● **Prompt**
Write out, character for character, the line containing "the green stalk" and all lines after it up to the end of the listing.

● **Entries shown**
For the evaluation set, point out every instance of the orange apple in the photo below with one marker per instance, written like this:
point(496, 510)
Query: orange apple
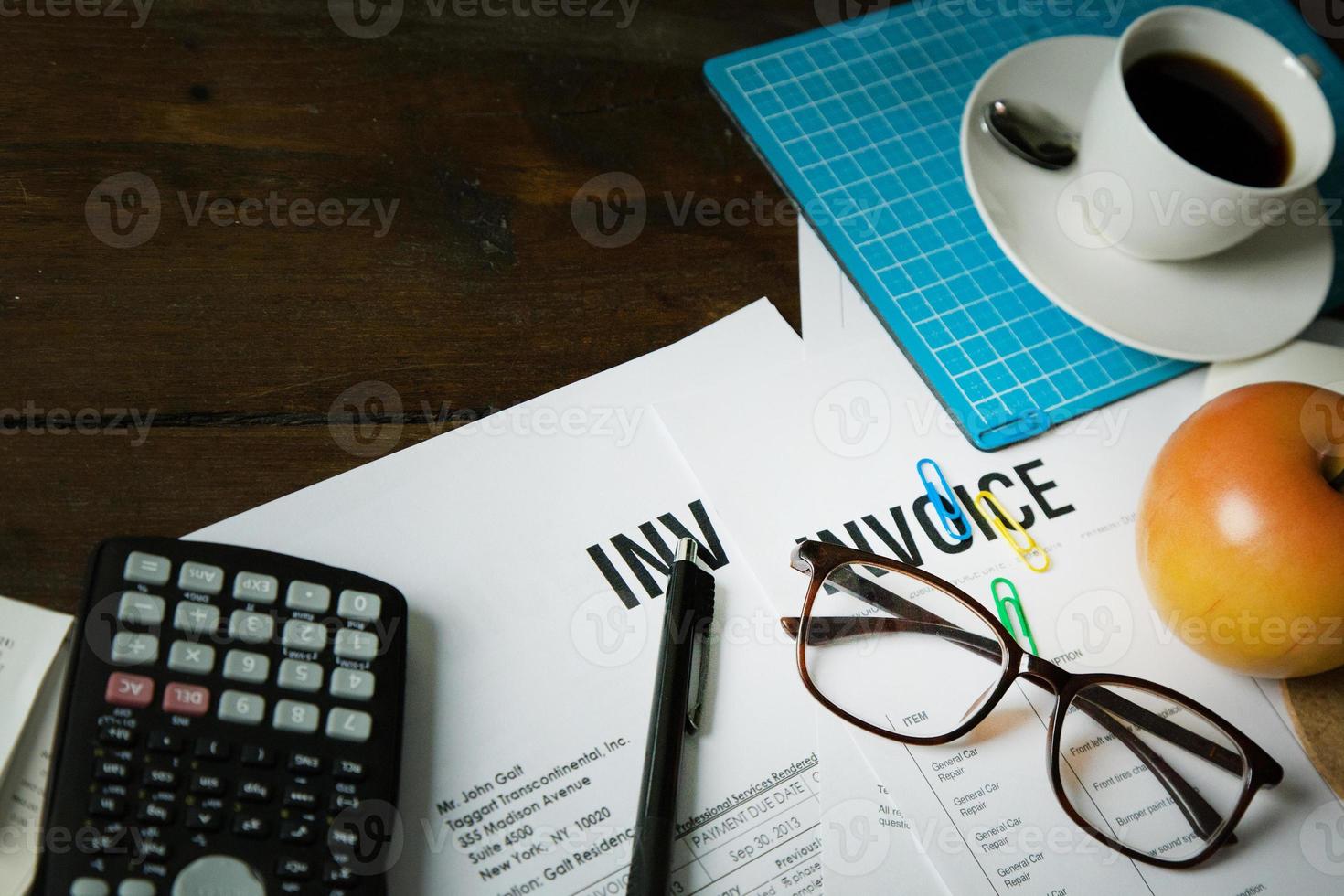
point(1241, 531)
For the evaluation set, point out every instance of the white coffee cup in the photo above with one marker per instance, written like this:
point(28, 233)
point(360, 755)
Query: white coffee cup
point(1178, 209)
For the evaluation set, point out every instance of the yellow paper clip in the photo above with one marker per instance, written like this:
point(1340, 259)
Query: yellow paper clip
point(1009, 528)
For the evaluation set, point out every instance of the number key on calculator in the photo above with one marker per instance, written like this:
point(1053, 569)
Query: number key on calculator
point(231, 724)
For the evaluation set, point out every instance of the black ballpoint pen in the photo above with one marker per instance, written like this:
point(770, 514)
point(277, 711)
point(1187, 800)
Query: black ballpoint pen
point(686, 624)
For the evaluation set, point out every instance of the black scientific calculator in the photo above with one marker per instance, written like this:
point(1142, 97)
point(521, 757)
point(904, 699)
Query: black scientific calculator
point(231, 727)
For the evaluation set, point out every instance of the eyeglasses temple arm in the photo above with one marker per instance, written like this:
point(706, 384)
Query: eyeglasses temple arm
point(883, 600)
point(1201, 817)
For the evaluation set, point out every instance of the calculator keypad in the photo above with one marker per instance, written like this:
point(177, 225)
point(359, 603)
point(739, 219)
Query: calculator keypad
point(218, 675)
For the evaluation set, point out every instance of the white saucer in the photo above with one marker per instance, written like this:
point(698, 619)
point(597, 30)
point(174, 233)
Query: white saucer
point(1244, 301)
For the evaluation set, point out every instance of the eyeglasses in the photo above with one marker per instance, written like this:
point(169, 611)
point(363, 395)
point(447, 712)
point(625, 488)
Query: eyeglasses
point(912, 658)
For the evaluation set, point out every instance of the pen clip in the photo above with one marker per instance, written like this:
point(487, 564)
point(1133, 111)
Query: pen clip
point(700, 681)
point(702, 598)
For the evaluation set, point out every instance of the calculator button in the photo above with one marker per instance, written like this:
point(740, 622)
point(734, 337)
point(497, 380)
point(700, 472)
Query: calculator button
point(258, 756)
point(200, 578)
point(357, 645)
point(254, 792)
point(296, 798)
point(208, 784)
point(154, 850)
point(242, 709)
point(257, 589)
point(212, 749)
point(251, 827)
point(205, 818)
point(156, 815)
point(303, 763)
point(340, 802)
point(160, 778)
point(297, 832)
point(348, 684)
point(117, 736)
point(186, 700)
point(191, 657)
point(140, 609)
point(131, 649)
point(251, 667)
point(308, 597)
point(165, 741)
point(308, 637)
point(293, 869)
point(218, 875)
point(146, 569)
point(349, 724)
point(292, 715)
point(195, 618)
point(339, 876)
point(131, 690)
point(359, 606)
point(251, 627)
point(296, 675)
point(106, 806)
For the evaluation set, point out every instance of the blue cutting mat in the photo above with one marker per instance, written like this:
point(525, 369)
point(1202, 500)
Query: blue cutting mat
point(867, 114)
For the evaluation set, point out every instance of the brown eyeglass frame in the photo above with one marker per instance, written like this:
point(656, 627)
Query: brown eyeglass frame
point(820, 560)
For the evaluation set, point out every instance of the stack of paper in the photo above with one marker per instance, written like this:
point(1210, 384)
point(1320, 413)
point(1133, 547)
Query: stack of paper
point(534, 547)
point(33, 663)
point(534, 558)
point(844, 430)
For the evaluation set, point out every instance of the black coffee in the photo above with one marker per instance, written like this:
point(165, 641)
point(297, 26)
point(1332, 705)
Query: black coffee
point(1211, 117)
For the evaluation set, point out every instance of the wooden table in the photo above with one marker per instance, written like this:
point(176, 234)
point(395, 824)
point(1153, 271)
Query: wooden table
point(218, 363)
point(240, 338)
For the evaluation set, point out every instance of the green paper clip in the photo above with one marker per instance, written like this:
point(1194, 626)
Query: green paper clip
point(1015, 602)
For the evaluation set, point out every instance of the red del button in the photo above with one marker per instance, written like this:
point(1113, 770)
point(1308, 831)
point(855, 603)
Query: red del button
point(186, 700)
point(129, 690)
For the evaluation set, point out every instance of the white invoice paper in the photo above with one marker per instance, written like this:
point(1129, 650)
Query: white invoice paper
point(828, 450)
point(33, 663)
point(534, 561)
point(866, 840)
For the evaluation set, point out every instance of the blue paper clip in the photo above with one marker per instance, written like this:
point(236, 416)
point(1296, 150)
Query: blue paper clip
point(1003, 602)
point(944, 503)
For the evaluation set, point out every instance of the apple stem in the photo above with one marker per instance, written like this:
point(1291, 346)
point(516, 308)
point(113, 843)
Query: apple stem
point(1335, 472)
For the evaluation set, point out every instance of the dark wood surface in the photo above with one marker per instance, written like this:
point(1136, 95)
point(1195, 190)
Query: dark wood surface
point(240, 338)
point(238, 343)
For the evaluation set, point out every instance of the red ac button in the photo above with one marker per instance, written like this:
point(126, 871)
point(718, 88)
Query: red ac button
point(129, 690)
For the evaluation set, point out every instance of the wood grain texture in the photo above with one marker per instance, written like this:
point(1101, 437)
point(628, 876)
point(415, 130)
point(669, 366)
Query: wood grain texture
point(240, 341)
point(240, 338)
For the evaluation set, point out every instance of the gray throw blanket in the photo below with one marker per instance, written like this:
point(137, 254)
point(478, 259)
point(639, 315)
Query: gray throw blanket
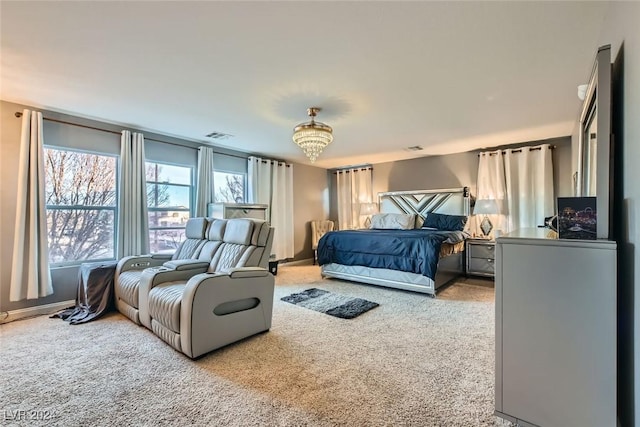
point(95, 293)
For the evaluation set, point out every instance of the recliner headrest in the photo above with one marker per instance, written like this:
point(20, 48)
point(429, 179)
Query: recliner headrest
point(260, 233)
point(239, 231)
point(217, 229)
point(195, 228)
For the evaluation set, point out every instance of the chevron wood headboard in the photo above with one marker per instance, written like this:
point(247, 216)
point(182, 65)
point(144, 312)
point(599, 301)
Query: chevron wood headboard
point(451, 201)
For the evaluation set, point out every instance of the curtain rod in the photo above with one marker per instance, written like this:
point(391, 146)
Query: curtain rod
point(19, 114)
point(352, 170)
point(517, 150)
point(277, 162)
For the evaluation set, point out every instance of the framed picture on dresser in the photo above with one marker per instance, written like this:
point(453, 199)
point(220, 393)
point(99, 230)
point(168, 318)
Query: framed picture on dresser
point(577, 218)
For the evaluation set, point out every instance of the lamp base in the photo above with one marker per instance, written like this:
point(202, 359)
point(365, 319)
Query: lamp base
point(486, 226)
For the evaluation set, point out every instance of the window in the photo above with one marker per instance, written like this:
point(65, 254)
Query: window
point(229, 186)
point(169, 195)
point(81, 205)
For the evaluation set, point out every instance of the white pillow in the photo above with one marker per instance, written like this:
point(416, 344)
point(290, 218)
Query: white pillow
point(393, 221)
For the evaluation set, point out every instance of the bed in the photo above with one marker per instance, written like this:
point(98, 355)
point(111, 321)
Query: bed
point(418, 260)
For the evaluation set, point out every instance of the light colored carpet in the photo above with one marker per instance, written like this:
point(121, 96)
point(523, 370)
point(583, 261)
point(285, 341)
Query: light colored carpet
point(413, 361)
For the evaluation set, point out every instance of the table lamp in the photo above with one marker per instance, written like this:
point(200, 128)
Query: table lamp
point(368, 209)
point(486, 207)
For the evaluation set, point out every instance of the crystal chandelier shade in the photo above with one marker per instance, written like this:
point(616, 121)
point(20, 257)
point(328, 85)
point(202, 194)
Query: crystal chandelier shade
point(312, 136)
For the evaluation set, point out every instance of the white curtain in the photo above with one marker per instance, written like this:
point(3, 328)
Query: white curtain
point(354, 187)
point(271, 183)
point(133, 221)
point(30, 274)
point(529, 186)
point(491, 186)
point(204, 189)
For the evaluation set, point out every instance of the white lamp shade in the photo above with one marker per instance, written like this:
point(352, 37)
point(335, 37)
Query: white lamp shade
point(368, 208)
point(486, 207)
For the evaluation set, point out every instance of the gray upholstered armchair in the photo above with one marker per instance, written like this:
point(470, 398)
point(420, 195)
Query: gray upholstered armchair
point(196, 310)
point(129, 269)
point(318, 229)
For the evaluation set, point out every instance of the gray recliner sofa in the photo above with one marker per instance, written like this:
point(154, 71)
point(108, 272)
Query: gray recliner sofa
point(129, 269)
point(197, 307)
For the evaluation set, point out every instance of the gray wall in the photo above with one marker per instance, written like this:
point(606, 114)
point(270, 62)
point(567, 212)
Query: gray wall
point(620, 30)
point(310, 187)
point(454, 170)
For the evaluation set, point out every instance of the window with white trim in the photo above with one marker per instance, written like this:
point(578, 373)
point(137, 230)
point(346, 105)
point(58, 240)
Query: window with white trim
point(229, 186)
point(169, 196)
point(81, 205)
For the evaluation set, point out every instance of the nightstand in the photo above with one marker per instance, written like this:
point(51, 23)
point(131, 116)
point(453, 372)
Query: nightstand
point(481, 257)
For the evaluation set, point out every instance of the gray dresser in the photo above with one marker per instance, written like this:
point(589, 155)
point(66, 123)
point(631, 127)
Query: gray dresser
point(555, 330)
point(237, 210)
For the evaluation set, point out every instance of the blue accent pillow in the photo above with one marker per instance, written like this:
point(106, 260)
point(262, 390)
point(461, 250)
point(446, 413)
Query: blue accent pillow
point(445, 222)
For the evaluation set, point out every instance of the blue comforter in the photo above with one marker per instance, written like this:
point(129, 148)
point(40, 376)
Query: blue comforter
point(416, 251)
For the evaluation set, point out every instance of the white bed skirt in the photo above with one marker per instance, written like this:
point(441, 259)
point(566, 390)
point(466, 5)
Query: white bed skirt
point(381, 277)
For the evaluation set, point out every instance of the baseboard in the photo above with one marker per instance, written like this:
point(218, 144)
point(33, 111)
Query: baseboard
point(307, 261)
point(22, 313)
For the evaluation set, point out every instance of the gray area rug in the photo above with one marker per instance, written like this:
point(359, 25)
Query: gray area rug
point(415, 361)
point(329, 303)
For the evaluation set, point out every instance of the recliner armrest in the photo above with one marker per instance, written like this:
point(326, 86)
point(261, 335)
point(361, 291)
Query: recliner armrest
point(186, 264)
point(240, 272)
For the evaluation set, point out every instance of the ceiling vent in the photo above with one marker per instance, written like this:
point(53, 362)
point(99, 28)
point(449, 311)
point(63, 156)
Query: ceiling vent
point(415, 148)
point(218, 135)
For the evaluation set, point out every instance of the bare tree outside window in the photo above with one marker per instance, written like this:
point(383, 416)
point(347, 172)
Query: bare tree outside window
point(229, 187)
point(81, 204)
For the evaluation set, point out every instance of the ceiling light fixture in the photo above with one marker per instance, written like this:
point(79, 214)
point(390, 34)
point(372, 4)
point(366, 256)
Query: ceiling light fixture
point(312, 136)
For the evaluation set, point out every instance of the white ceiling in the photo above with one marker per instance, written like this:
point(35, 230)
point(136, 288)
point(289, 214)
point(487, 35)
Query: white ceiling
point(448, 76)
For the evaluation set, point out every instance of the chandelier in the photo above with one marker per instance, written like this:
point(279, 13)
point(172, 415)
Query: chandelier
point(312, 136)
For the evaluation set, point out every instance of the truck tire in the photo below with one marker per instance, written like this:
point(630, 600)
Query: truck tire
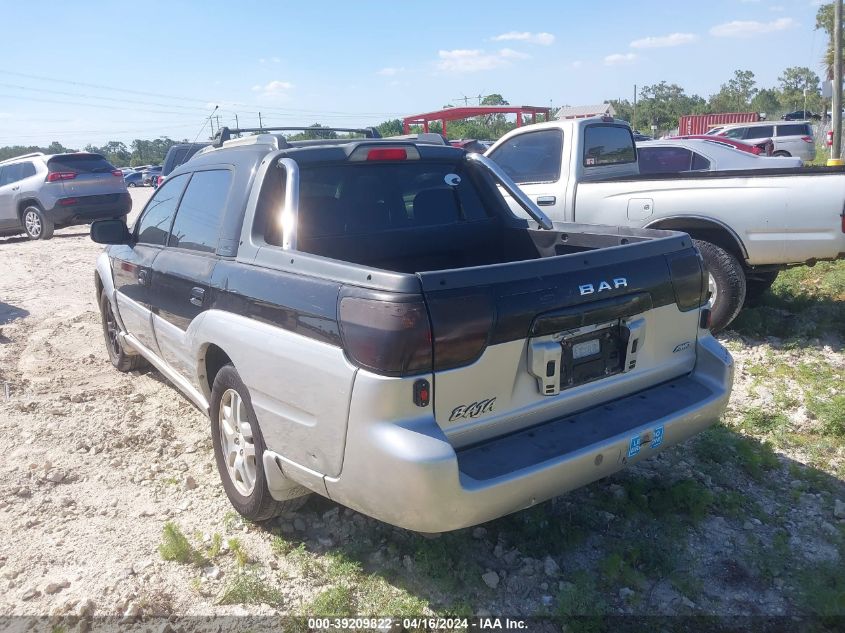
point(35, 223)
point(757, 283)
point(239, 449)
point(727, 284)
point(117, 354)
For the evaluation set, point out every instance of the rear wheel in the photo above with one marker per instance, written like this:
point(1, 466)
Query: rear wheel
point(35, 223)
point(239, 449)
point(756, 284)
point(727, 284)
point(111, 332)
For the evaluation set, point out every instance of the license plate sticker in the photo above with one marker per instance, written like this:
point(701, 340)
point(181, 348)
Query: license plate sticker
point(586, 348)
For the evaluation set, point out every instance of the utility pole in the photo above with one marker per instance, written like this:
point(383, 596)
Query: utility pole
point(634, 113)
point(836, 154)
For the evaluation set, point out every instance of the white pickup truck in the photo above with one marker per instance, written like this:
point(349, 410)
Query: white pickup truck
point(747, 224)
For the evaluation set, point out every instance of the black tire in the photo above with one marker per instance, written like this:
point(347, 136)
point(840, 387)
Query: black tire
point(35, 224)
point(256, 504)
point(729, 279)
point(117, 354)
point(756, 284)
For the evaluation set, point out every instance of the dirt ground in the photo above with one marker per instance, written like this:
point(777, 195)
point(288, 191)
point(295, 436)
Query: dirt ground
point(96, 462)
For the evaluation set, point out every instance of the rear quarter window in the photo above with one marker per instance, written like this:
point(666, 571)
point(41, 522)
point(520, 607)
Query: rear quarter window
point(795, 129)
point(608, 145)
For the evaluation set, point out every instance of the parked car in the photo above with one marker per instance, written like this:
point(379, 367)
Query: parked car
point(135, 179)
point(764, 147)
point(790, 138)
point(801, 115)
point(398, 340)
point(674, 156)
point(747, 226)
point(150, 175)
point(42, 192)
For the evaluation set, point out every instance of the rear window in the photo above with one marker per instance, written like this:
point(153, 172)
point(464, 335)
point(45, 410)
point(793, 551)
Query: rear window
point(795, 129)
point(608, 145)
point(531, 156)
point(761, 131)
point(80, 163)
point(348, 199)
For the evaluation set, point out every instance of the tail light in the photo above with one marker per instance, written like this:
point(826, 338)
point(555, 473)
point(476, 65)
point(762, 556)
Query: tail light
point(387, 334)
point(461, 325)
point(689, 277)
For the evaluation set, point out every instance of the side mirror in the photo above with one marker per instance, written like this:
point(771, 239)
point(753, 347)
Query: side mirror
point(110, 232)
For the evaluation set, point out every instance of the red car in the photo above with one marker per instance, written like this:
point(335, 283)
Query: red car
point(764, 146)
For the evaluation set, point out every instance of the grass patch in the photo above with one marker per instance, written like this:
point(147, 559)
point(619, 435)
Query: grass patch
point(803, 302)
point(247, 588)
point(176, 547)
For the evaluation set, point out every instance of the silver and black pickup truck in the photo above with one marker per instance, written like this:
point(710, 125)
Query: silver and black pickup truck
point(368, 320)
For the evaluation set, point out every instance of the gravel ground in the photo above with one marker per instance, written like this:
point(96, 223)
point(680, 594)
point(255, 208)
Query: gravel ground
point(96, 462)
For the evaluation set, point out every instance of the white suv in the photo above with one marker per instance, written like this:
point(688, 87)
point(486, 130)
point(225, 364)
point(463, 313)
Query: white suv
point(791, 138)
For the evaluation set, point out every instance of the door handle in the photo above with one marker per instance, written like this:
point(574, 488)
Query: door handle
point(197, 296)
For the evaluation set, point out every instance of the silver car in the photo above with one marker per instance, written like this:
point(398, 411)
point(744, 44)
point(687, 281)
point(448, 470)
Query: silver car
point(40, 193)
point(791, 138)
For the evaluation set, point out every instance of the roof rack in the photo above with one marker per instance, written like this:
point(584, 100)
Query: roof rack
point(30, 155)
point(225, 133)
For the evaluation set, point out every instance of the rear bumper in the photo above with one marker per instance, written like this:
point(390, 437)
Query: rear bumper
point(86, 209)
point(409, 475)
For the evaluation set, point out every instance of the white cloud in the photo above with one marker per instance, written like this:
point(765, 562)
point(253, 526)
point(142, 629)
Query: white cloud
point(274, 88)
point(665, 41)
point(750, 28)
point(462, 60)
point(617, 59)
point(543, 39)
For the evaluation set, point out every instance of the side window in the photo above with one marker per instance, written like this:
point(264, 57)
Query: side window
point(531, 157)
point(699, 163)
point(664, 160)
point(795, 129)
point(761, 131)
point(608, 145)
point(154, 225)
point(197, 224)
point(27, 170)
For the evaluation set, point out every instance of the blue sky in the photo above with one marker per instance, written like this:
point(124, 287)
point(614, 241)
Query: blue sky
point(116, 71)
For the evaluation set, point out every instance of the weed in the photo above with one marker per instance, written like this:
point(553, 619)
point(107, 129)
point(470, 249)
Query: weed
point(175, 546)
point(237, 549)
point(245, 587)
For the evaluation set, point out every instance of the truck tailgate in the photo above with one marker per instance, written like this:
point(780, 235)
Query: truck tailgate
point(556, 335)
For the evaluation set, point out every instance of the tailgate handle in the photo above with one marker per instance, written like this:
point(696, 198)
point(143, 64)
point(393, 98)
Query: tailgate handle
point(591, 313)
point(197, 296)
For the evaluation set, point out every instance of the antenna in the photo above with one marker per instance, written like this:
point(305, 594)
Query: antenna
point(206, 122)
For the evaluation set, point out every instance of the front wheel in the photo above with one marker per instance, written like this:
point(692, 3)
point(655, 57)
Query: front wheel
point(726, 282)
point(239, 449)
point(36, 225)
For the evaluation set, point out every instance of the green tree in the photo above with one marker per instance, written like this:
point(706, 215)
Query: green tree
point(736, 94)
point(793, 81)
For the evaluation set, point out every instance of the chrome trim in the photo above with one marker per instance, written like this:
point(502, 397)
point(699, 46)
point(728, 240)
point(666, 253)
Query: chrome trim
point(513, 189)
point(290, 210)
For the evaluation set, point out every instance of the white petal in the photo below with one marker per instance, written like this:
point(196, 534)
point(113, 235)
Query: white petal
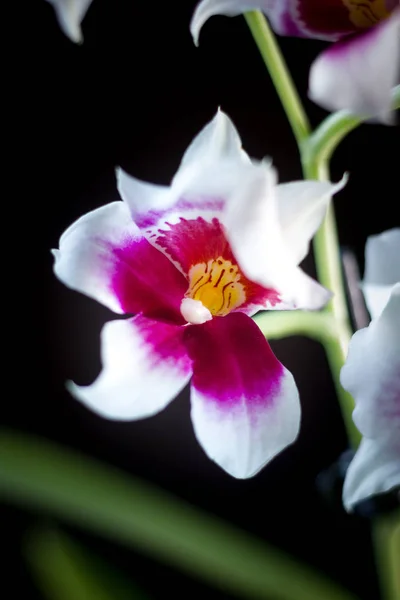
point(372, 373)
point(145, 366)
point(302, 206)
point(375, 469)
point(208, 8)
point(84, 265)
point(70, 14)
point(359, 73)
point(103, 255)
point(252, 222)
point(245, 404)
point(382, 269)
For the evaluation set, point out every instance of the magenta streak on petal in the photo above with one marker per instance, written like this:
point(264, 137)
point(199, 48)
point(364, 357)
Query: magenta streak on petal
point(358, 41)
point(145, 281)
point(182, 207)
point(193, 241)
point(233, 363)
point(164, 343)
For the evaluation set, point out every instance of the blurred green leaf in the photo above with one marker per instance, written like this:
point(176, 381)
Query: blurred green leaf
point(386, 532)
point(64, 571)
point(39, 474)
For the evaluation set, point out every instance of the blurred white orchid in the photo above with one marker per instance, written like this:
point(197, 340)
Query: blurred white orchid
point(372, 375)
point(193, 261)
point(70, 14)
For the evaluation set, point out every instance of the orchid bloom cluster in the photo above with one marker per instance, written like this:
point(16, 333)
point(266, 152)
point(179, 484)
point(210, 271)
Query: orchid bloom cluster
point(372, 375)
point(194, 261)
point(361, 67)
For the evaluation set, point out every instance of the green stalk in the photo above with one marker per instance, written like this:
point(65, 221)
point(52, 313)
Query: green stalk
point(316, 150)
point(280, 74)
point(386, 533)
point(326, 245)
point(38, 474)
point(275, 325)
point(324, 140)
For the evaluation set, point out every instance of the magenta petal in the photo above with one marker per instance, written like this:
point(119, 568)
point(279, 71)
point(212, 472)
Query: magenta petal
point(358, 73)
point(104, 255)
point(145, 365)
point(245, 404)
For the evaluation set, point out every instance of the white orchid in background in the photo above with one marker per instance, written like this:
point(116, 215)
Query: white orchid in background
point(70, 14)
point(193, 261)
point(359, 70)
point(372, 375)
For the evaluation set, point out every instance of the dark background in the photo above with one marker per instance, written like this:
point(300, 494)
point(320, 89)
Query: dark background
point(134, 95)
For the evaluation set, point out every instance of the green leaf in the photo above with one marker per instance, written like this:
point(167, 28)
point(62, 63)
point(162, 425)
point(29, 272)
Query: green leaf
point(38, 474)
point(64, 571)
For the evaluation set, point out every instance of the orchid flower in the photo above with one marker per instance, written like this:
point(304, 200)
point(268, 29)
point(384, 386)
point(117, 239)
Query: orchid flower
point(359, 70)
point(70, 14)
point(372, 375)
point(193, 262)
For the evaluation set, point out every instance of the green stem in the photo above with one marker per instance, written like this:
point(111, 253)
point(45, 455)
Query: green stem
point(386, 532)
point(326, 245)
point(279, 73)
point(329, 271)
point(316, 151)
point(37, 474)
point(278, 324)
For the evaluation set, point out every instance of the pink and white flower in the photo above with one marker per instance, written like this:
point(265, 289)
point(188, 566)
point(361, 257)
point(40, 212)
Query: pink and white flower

● **Result of the task**
For the evaluation set, point out every instance of the green stalk in the photo above with one marker per instance, written like this:
point(65, 221)
point(52, 313)
Query: green stalk
point(316, 150)
point(280, 74)
point(386, 533)
point(326, 245)
point(38, 474)
point(275, 325)
point(324, 140)
For the evaluation set, point out every instance of the magenta petal in the photo above with one marker per instance, written like this:
point(119, 568)
point(279, 71)
point(212, 472)
Query: magenta petal
point(358, 73)
point(104, 255)
point(145, 365)
point(245, 404)
For the evaluation set, point out every instance of the white orchid in background in the photo above with one marker per instance, written like this:
point(116, 215)
Query: white orchid in background
point(70, 14)
point(193, 261)
point(359, 70)
point(372, 375)
For the evaluation set, point out every instance of the dark background in the photo above with one marker per instance, written like this:
point(300, 494)
point(320, 89)
Query: dark background
point(134, 95)
For the evaluation set, point out every instance of the green leaf in the photo above with one marker per instance, written like this:
point(167, 28)
point(62, 63)
point(162, 425)
point(29, 272)
Query: green leaf
point(38, 474)
point(64, 571)
For the evaluation set, point out every instance of the orchid flower in the photo above with one marker per instance, written like this:
point(304, 200)
point(268, 29)
point(384, 386)
point(117, 239)
Query: orchid flower
point(359, 70)
point(70, 14)
point(372, 375)
point(193, 262)
For the evaluation set, point out every instance of the green stem in the photo above with one marker per instance, written like this:
point(111, 253)
point(45, 455)
Query: green stem
point(386, 532)
point(326, 245)
point(279, 73)
point(329, 271)
point(316, 151)
point(37, 474)
point(278, 324)
For the evaluation set, point out every instance of the pink and white flower in the photo above with one marker per instance, written like this:
point(265, 289)
point(188, 566)
point(361, 257)
point(40, 212)
Query: pink and white flower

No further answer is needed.